◆ WHAT YOU ARE ASKED TO DO:
Count the lines in the items below that contain the string "fish", treating case as significant, and give only that number.

***** RECORDS SHOWN *****

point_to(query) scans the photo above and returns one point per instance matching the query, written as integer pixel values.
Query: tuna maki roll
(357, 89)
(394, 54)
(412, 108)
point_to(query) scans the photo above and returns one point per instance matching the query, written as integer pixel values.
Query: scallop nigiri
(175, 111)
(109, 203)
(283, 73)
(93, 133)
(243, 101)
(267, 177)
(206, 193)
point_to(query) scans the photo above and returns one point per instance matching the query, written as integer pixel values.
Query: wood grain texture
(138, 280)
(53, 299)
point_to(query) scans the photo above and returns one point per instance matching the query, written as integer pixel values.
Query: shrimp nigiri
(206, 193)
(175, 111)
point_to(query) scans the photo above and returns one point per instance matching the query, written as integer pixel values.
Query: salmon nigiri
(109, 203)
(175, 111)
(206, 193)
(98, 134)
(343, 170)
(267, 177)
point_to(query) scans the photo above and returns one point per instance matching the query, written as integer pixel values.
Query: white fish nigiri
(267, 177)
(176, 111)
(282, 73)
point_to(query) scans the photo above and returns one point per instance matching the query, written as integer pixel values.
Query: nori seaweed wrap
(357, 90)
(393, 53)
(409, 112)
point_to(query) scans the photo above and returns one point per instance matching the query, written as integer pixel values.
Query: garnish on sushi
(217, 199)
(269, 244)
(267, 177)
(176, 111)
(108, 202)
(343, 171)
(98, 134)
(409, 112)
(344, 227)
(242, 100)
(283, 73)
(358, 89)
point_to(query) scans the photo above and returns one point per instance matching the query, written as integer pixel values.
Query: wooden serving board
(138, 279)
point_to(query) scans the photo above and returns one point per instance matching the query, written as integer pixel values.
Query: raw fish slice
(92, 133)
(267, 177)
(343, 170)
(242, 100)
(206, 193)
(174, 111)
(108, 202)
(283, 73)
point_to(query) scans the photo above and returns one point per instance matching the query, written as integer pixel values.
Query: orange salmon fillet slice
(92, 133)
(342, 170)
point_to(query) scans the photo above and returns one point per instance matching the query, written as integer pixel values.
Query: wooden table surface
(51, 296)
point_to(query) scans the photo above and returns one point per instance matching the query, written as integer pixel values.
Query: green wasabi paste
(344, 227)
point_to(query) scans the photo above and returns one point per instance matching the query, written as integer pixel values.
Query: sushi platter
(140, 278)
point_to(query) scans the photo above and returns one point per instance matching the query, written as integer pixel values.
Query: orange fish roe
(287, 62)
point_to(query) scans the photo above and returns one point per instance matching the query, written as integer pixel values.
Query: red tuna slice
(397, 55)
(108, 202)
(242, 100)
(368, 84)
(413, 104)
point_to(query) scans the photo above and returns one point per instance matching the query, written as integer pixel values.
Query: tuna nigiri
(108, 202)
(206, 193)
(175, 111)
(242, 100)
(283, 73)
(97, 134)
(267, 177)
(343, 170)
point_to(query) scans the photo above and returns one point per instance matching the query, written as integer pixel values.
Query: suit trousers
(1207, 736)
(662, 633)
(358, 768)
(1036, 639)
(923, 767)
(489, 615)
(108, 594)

*****

◆ FINAL RESULT:
3